## THE TASK
Lines before the one containing "of the woman's" are excluded; reproduce that line and all lines after it in the entries below, exactly.
================================
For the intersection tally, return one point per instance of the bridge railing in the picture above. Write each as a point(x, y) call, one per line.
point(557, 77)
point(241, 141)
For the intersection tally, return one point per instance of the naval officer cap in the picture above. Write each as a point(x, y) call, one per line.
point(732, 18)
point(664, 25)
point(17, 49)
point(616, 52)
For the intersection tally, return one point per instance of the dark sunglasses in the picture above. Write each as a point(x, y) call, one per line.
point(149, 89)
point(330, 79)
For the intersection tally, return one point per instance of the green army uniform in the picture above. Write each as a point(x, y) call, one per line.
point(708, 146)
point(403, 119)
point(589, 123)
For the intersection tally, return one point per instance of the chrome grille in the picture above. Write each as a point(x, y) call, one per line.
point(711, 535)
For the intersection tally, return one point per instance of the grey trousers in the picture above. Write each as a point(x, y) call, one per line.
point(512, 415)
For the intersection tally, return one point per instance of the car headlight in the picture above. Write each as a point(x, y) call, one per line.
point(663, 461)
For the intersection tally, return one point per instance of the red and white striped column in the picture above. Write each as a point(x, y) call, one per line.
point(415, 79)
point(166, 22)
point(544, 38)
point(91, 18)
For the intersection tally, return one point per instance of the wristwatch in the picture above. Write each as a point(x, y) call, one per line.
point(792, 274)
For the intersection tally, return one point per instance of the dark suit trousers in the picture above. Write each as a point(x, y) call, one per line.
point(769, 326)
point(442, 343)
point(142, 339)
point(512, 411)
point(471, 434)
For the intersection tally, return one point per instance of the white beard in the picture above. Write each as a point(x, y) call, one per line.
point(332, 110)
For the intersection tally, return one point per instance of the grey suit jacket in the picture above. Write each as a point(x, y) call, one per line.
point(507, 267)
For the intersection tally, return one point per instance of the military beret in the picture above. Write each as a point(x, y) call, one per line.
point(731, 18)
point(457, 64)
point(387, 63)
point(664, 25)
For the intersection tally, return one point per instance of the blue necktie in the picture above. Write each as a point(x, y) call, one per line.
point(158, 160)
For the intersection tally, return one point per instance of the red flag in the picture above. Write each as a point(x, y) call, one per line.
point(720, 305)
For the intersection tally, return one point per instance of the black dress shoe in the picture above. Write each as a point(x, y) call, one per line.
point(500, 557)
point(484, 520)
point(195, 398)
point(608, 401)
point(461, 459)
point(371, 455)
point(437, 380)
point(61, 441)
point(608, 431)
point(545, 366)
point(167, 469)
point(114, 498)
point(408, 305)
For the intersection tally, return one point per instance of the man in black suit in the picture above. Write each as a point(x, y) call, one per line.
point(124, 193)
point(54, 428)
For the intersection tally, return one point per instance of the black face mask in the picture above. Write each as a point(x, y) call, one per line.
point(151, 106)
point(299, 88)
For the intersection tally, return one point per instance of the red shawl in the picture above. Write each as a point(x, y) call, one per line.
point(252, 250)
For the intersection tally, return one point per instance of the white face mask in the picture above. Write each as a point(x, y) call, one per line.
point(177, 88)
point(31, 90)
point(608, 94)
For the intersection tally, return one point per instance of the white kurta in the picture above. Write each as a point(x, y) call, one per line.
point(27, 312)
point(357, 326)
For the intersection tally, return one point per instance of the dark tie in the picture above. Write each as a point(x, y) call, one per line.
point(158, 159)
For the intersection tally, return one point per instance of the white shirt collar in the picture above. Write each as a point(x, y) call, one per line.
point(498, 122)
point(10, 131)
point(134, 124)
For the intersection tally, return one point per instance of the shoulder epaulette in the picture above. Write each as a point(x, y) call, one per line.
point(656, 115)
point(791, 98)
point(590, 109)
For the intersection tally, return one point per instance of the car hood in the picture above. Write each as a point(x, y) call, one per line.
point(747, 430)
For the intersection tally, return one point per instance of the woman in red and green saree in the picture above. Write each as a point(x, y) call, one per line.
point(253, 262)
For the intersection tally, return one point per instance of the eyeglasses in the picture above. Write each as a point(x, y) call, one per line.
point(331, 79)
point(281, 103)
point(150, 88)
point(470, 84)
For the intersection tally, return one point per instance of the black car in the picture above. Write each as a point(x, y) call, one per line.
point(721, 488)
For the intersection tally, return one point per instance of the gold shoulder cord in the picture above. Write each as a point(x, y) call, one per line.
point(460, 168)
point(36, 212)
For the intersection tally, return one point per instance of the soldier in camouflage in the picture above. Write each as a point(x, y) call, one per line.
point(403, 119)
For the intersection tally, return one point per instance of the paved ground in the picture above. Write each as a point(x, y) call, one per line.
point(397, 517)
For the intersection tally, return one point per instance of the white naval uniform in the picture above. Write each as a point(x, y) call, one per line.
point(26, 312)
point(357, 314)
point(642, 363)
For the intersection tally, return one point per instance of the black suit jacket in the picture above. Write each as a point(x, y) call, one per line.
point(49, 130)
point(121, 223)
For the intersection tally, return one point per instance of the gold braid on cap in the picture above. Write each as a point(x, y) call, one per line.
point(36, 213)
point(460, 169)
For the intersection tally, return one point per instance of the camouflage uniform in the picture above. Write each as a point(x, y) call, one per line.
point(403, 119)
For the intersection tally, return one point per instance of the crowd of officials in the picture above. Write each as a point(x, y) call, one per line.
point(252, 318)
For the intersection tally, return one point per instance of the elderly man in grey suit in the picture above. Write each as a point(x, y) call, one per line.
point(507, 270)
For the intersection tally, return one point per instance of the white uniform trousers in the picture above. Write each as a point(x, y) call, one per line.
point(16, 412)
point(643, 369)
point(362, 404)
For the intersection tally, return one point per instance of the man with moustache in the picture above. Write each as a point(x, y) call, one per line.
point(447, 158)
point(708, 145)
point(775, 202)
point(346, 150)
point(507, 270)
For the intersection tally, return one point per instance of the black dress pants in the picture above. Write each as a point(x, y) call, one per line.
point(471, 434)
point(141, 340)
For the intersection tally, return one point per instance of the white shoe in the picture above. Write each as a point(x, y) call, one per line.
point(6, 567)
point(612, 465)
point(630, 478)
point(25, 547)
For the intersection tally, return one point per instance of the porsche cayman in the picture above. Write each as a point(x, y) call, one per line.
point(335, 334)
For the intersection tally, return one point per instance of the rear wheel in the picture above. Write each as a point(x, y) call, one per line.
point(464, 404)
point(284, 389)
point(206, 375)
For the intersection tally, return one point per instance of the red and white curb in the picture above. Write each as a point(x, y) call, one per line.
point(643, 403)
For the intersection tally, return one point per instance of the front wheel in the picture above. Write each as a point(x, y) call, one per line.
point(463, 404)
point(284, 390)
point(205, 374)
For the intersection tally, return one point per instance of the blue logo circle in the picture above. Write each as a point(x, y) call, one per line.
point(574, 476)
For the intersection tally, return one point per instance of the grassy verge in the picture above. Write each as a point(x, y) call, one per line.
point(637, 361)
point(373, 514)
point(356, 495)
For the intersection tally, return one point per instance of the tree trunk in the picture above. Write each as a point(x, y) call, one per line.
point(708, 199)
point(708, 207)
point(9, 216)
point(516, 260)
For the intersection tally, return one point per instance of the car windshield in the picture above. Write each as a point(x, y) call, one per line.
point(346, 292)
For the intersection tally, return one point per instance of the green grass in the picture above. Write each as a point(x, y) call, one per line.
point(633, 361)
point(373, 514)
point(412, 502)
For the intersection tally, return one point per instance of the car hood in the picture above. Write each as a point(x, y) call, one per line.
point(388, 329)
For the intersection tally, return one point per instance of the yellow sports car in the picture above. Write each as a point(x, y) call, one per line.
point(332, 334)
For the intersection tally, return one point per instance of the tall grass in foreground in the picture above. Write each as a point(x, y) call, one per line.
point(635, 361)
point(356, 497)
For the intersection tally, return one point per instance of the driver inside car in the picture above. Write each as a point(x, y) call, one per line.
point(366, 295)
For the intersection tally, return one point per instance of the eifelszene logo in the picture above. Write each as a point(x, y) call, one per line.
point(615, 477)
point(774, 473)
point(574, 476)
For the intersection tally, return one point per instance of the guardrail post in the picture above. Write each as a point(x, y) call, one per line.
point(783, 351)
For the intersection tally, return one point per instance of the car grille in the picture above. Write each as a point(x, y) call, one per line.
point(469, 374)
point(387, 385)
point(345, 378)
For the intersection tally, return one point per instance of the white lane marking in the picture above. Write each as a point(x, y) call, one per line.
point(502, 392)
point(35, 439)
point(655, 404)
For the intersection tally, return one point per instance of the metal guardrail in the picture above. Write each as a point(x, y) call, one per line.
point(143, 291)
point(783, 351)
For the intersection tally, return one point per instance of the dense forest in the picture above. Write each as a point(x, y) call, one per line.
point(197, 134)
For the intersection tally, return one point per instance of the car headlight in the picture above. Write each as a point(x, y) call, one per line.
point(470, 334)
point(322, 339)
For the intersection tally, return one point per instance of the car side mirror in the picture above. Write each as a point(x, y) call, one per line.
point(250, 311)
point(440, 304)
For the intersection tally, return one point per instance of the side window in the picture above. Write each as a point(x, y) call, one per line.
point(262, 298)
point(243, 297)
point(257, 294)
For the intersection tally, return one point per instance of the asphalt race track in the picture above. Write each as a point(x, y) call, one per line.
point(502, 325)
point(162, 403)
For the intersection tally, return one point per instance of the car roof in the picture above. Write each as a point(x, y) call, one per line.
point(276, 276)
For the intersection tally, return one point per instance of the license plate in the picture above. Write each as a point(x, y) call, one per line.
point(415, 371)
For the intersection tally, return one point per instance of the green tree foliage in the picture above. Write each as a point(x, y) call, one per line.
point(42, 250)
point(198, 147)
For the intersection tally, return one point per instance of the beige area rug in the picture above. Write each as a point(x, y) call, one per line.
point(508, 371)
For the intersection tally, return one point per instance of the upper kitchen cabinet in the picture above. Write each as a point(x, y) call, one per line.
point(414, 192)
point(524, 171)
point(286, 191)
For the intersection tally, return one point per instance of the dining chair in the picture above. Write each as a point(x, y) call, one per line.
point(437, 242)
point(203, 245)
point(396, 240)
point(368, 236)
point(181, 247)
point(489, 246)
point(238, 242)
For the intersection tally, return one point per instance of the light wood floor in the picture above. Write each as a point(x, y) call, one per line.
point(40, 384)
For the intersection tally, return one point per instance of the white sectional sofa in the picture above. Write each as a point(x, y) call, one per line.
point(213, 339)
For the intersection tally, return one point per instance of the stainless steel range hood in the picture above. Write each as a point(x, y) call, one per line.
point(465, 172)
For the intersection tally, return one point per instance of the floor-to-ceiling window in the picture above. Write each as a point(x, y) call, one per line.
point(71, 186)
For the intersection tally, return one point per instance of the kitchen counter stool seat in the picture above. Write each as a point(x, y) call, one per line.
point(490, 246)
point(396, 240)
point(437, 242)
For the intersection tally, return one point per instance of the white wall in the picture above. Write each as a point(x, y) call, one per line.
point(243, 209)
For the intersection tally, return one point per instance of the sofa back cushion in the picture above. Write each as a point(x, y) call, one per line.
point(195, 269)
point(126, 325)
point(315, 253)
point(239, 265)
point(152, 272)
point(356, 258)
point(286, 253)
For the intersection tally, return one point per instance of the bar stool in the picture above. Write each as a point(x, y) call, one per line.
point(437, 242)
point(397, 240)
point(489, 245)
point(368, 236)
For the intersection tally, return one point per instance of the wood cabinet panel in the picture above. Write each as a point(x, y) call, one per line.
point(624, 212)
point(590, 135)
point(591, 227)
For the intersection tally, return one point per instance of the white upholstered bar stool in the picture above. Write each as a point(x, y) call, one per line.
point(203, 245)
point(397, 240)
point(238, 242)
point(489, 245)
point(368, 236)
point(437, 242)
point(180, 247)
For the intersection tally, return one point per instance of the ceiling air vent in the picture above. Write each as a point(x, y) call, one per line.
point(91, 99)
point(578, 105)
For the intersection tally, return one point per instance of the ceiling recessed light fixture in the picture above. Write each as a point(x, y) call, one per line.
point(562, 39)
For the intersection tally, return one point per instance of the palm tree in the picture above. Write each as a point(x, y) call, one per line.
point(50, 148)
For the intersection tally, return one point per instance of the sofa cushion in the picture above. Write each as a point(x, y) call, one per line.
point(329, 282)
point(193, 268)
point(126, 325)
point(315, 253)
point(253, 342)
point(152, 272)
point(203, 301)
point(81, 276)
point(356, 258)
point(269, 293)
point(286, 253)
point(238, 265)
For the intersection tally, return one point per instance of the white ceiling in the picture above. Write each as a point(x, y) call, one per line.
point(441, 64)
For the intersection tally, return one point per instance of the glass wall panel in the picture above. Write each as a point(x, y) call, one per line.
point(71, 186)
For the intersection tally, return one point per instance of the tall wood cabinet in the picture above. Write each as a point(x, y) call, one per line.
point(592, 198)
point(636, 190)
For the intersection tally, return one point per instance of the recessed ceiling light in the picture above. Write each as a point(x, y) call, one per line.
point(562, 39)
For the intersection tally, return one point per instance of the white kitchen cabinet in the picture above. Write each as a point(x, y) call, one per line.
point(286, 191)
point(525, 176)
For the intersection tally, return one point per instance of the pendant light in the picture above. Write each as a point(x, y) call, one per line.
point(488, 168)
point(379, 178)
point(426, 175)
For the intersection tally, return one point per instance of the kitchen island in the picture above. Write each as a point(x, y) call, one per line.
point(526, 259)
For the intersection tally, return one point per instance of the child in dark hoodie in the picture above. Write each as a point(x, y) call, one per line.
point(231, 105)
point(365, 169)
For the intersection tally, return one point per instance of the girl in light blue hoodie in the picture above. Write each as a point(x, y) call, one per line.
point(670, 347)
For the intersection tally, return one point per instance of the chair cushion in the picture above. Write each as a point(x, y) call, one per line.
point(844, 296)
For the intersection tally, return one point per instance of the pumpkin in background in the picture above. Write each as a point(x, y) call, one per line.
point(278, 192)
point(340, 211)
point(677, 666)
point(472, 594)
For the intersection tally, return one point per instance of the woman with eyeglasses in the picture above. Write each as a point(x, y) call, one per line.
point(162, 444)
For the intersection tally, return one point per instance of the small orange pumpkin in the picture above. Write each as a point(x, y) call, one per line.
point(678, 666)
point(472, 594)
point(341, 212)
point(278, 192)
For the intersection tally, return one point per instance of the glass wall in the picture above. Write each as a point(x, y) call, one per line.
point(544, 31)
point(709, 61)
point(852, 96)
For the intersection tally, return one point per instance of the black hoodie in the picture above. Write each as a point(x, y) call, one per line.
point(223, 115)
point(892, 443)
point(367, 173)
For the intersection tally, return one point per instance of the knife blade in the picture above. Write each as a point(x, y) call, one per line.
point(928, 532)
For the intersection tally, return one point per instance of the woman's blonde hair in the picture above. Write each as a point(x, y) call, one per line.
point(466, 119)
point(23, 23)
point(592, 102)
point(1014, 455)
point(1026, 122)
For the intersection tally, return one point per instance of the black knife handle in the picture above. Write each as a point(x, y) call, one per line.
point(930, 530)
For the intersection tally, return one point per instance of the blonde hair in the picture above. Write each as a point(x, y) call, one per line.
================================
## OUTPUT BELOW
For the intersection tally, return one point per instance of the woman's blonde hair in the picture above. Write each as a point(x, y) call, one per line.
point(466, 119)
point(23, 23)
point(592, 102)
point(1014, 455)
point(1026, 122)
For the intersection tally, return one point per instance of the black knife handle in the picture above. Write each as a point(x, y) call, one per line.
point(930, 530)
For the intersection tally, return one point per instance of the blonde hair in the picture above. Write each as a point(x, y) call, one per line.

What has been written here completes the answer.